Data supplied:
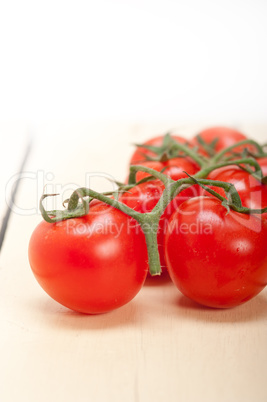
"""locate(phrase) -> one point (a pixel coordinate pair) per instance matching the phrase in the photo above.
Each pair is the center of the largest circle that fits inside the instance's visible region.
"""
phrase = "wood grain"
(159, 347)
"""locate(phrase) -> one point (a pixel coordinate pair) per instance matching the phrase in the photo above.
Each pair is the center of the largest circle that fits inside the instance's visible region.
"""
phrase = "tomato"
(215, 258)
(253, 194)
(174, 168)
(91, 264)
(263, 164)
(140, 153)
(226, 138)
(144, 197)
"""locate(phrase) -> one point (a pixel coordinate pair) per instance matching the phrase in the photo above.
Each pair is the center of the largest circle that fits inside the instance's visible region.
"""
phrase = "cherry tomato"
(253, 194)
(140, 154)
(91, 264)
(226, 138)
(144, 197)
(216, 258)
(263, 164)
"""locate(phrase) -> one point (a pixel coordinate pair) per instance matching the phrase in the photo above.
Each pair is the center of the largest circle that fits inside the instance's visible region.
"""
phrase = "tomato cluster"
(212, 245)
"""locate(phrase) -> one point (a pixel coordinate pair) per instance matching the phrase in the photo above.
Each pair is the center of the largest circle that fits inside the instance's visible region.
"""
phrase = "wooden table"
(159, 347)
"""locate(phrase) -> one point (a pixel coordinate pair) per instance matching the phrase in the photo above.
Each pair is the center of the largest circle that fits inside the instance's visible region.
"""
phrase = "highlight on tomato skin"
(225, 137)
(252, 192)
(215, 257)
(93, 264)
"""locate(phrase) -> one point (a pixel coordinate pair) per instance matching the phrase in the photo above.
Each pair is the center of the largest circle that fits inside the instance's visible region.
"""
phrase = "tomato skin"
(91, 264)
(140, 153)
(263, 164)
(144, 197)
(214, 258)
(252, 193)
(226, 137)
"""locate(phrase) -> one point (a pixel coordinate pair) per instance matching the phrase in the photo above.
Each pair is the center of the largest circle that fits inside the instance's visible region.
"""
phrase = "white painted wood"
(159, 347)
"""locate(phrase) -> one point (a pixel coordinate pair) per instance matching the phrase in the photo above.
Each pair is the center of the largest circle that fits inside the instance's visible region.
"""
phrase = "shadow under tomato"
(253, 310)
(158, 280)
(60, 317)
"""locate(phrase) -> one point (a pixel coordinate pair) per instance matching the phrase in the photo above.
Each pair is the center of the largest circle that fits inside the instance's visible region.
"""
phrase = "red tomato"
(174, 168)
(140, 154)
(216, 258)
(91, 264)
(226, 138)
(263, 164)
(253, 194)
(144, 197)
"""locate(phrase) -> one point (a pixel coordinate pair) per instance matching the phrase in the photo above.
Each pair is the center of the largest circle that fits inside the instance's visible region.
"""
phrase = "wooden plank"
(159, 347)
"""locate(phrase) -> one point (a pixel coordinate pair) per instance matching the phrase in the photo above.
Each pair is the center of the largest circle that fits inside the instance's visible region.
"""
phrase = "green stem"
(201, 161)
(148, 221)
(245, 161)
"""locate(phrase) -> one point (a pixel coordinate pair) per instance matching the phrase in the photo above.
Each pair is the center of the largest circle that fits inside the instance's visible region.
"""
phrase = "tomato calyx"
(78, 204)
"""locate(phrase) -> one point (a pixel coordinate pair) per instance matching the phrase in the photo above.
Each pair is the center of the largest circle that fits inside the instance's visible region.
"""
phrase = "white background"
(135, 60)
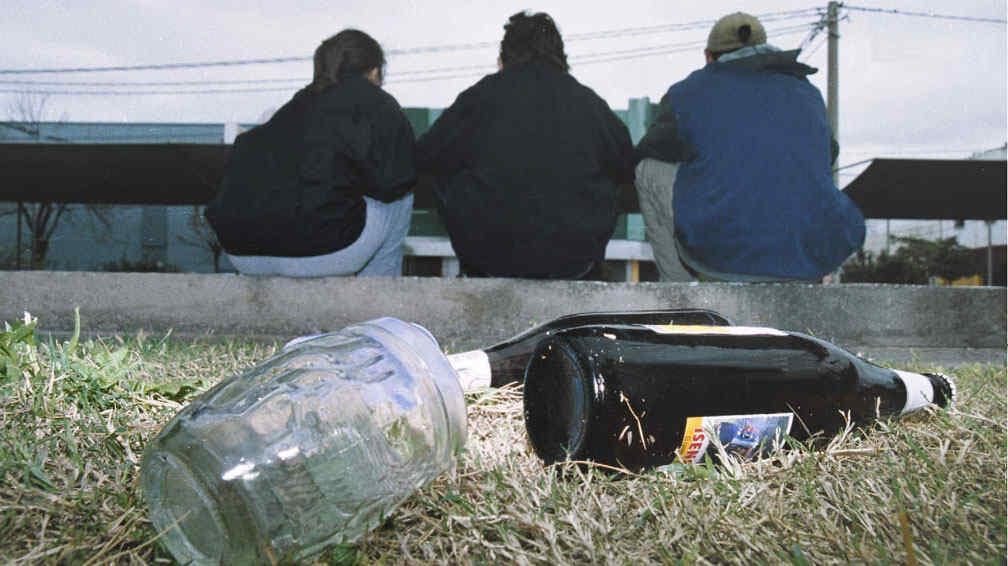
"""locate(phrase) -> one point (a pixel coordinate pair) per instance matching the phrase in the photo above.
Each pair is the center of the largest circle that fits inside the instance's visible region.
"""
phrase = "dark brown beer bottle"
(640, 396)
(505, 363)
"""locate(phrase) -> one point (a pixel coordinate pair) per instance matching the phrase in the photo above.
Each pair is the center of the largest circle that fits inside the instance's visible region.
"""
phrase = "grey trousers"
(655, 180)
(378, 250)
(655, 184)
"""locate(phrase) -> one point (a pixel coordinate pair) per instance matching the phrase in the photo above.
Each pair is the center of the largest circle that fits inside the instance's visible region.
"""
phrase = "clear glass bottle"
(313, 447)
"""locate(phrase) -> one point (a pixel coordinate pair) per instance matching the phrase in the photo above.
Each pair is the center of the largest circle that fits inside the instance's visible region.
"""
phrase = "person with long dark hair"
(324, 187)
(527, 162)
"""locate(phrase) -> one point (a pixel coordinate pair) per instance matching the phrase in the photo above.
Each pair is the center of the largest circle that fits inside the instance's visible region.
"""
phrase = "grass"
(929, 488)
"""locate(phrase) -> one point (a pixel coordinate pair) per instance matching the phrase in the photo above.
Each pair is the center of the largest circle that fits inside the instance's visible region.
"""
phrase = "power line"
(602, 34)
(924, 14)
(418, 76)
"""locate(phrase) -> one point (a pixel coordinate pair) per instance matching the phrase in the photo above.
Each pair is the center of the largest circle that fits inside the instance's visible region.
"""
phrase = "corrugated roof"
(931, 189)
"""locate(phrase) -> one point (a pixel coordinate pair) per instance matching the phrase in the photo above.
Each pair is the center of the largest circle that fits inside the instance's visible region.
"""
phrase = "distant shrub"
(915, 261)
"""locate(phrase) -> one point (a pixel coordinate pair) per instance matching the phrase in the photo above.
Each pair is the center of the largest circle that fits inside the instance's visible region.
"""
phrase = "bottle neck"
(473, 369)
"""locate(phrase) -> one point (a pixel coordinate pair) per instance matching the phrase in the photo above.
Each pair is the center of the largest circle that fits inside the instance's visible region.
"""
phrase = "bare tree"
(28, 112)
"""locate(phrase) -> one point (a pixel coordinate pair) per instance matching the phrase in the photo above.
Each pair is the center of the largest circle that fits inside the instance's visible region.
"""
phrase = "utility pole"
(832, 101)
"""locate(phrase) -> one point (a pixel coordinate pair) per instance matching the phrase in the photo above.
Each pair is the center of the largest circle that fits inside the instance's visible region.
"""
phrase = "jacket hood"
(775, 61)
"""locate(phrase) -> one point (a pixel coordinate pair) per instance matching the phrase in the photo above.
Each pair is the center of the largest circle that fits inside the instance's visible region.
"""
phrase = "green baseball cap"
(734, 31)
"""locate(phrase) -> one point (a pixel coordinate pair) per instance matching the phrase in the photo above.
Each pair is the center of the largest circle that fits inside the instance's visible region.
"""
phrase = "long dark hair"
(350, 51)
(532, 37)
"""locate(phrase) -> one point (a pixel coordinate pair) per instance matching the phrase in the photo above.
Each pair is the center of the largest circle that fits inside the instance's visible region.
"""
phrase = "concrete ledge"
(937, 324)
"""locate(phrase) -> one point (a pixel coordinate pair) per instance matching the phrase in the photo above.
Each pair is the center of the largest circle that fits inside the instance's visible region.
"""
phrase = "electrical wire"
(602, 34)
(923, 14)
(414, 76)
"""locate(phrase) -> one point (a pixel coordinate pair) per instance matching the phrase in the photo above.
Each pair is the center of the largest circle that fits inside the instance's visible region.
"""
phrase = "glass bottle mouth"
(557, 402)
(409, 339)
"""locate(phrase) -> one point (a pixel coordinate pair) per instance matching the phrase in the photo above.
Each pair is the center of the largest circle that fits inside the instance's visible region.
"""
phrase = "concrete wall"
(940, 324)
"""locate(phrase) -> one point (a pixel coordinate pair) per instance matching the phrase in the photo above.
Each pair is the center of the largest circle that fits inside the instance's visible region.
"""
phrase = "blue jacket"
(754, 193)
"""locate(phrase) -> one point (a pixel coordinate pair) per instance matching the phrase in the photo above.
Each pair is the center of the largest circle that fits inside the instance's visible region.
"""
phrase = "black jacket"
(292, 186)
(527, 161)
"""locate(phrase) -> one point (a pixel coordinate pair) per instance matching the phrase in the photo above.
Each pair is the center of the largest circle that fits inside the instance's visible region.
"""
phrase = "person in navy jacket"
(734, 177)
(527, 163)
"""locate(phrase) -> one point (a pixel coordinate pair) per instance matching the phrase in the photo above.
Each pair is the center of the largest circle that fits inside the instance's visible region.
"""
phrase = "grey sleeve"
(663, 140)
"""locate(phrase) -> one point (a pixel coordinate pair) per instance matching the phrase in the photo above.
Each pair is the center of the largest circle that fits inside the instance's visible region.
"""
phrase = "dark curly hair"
(532, 37)
(350, 51)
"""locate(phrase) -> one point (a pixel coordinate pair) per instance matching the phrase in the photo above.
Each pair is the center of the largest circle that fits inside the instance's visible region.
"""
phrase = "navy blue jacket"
(527, 162)
(293, 186)
(754, 193)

Exercise: How many lines in the listing above contain the word "white"? Reply with the number alone.

Solution to the exercise: 2